> **Task requirements**:
Can you print the tax text word for word, starting at the words that contain "So here is the" and stopping after "the tax office."?

The six remaining men realised that the $60.00 discount divided by six was $10 but if they subtracted that from everyone's share then the 5th and 6th men would end up being paid to eat their meal.  The restaurant owner suggested that it would be fair to reduce each man's bill by roughly the same amount and the result was:
  • the 5th man now paid nothing
  • the 6th man now paid $6
  • the 7th man now paid $15
  • the 8th man now paid $27
  • the 9th man now paid $36 and
  • the 10th man now pays $156 instead of $177.
Each of the six men that contributed to the bill were better off BUT once outside the restaurant however they began to compare the savings:
 "I only got $3 out of the $60" declared the 6th man pointing to the 10th man who he got $21.”
“That's right," said the 5th man” I only got $3 too. It’s unfair that he got seven times more than us."
“That's true said the 7th man "Why should he get back $21 when I only got back $6?" The wealthy get all the benefits" - he declared.
"Wait a minute," yelled the first four men "we didn't get anything at all. The system exploits the poor".
So the nine men surrounded the 10th man and beat him up. 
No surprise to find that he did show up at the next month's dinner. So the nine men sat down for dinner and ate without him. When it came time to pay the bill, they discovered too late what was very important - they were $156 short of paying the bill.

So here is the moral of the story: We all hate those rich people BUT the fact is they do contribute the most to the Tax System. And this is what worries me about the new “carbon tax” – it is designed to make the richer pay more but the end result will be higher prices leaving the poorer to pay more. Funny how the tax system works, eh!!!

If you have specific tax questions, feel free to contact me.

Thursday 5 July 2012

tax - july 12

This is it – TAX TIME…. Have you started thinking about getting all your things ready for the tax return? The chances are you are not - because from experience not too many people are that well organized. My advice is – if you are expecting a tax refund then I suggest you get your tax return done as soon as possible – money in your bank account is better than sitting with the tax office.
 Due dates for tax returns:
If you are lodging your own tax return direct with the tax office – you have until 31st August. If you are using a tax agent to lodge it on your behalf then we (tax agents) have an automatic extension until end of October and possibly even longer, depending what our own lodgement programs is. But you must be added on the tax agents’ client data base.
Personally, I believe that all individual tax returns should be done as soon as possible. There is no need to delay the inevitable. Once you have done it – you will know it’s done and over for the next 12 months. Some people think of the tax return like going to a dental appointment – not true – the dentist charges more.
What information do you need:
The most important item is the income for the year. This includes all group certificates (including Centrelink payments), bank interest, dividends, rental income etc. The tax office now has the ability to track down most of the incomes earned by taxpayers such as bank interest, dividends, sale of property etc so make sure you include it. If you don’t; then you may be charged with both hefty penalties and interest charges.

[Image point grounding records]

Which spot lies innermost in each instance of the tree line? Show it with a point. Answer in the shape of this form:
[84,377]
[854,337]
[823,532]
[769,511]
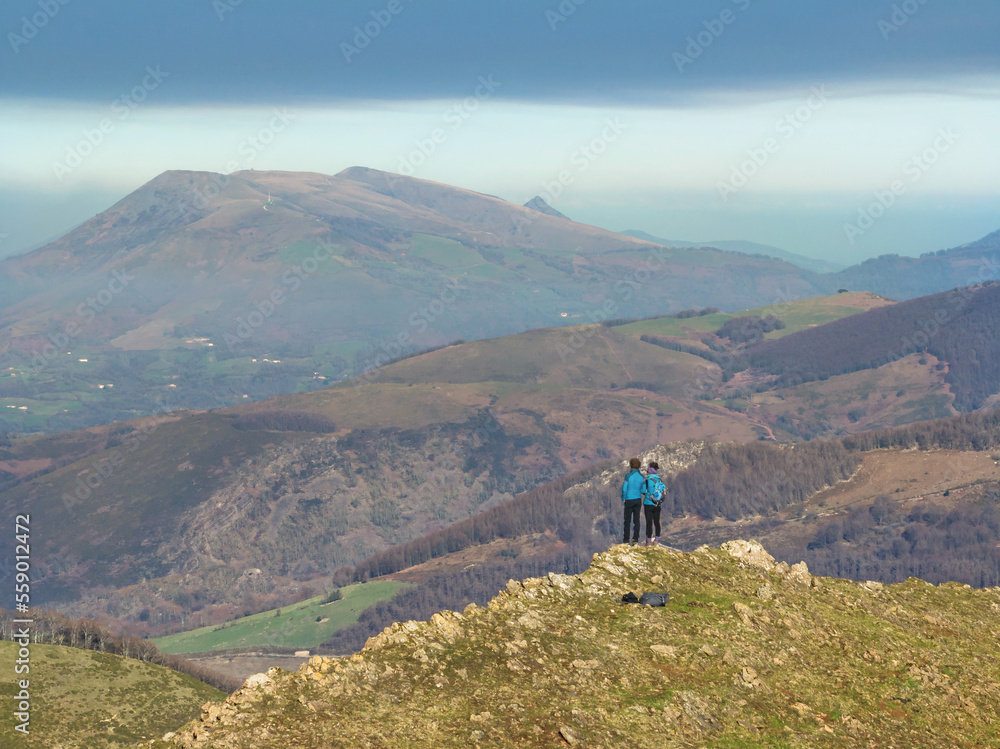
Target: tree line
[52,628]
[959,327]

> **Output for this task**:
So here is the moral of the story: We all hate those rich people BUT the fact is they do contribute the most to the Tax System. And this is what worries me about the new “carbon tax” – it is designed to make the richer pay more but the end result will be higher prices leaving the poorer to pay more. Funny how the tax system works, eh!!!

If you have specific tax questions, feel free to contact me.

Thursday 5 July 2012

tax - july 12

This is it – TAX TIME…. Have you started thinking about getting all your things ready for the tax return? The chances are you are not - because from experience not too many people are that well organized. My advice is – if you are expecting a tax refund then I suggest you get your tax return done as soon as possible – money in your bank account is better than sitting with the tax office.